--- Text shown ---
As Jeffrey Freedman puts it, “Pharma and medical industry itself is data rich, but insights poor.” His view is that the real shift is not the amount of information available, but the industry’s growing ability to extract usable insight and turn it into faster, more informed action.

Why the Industry Still Struggles to Connect the Dots

Massive streams of interaction data, research signals, physician engagement, patient behavior, and market feedback have existed for years, but without the appropriate tools, extracting useful meaning from them has been painfully slow. The data kept growing; the insight did not.

A major part of the problem is fragmentation. Freedman notes that pharmaceutical companies have historically operated across disconnected spreadsheets, regions, teams, and data sets, creating information loss and making global coordination difficult. He diagnoses it bluntly: when employees work off separate spreadsheets and siloed data, “stuff gets lost, right? Stuff isn’t integrated. You don’t know what is happening on the other side of the world.”

Freedman also pushes on a more controversial practice in pharma: the industry’s reliance on direct-to-consumer marketing. He argues that too much money still goes toward patient-facing advertising and not enough toward educating physicians. “I personally believe that a lot more budgets need to be spent on educating physicians,” he says. “We don’t want patients all the time coming to a doctor and saying, ‘I need a GLP-1.’ I want the doctor saying to a patient, ‘You have these issues, let’s talk about how to make you better.'” The bigger issue is not visibility alone, but whether the right medical education is reaching the right people in time to improve patient outcomes.

A Remedy for Pharma’s Insight Deficit

Freedman’s prescription is not more data, but better systems for converting data into action. “You have to know how to ask the right questions,” he says, arguing that AI becomes useful when it helps teams identify the proper physicians, key opinion leaders, institutions, and signals, before turning those findings into the next best action.
--- Exercise data ---
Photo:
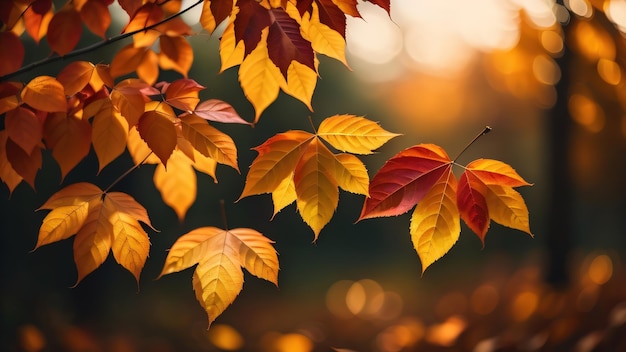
---
◆ Task statement ◆
Could you copy out the passage on pharma's insight gap in full, word for word? The data above was taken from a source unrelated to the passage on pharma's insight gap.

◆ Result of the task ◆
As Jeffrey Freedman puts it, “Pharma and medical industry itself is data rich, but insights poor.” His view is that the real shift is not the amount of information available, but the industry’s growing ability to extract usable insight and turn it into faster, more informed action.

Why the Industry Still Struggles to Connect the Dots

Massive streams of interaction data, research signals, physician engagement, patient behavior, and market feedback have existed for years, but without the appropriate tools, extracting useful meaning from them has been painfully slow. The data kept growing; the insight did not.

A major part of the problem is fragmentation. Freedman notes that pharmaceutical companies have historically operated across disconnected spreadsheets, regions, teams, and data sets, creating information loss and making global coordination difficult. He diagnoses it bluntly: when employees work off separate spreadsheets and siloed data, “stuff gets lost, right? Stuff isn’t integrated. You don’t know what is happening on the other side of the world.”

Freedman also pushes on a more controversial practice in pharma: the industry’s reliance on direct-to-consumer marketing. He argues that too much money still goes toward patient-facing advertising and not enough toward educating physicians. “I personally believe that a lot more budgets need to be spent on educating physicians,” he says. “We don’t want patients all the time coming to a doctor and saying, ‘I need a GLP-1.’ I want the doctor saying to a patient, ‘You have these issues, let’s talk about how to make you better.'” The bigger issue is not visibility alone, but whether the right medical education is reaching the right people in time to improve patient outcomes.

A Remedy for Pharma’s Insight Deficit

Freedman’s prescription is not more data, but better systems for converting data into action. “You have to know how to ask the right questions,” he says, arguing that AI becomes useful when it helps teams identify the proper physicians, key opinion leaders, institutions, and signals, before turning those findings into the next best action.